__Material supplied__
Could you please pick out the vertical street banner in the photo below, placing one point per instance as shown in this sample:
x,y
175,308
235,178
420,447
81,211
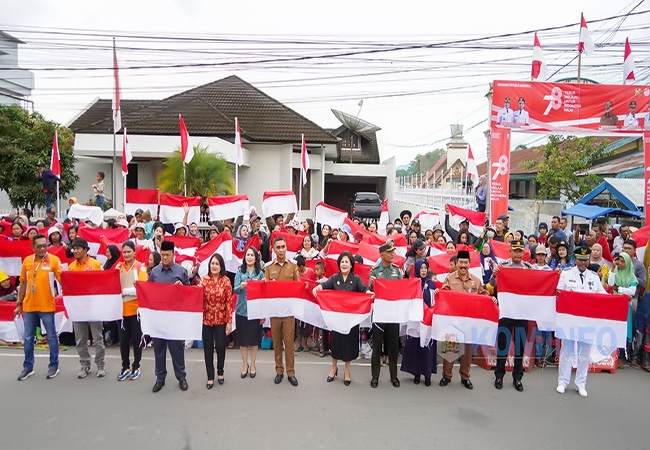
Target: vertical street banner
x,y
499,171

__Task details__
Render every line of the records above as a numbered list, skipping blank lines and leaving out the pictures.

__Written answer__
1. Could you please pick out the vertical street banner in the photo below, placing one point per instance as shown in this sample:
2. x,y
3. 175,308
4. 235,178
5. 420,447
6. 81,211
7. Target: vertical street banner
8. x,y
9. 499,171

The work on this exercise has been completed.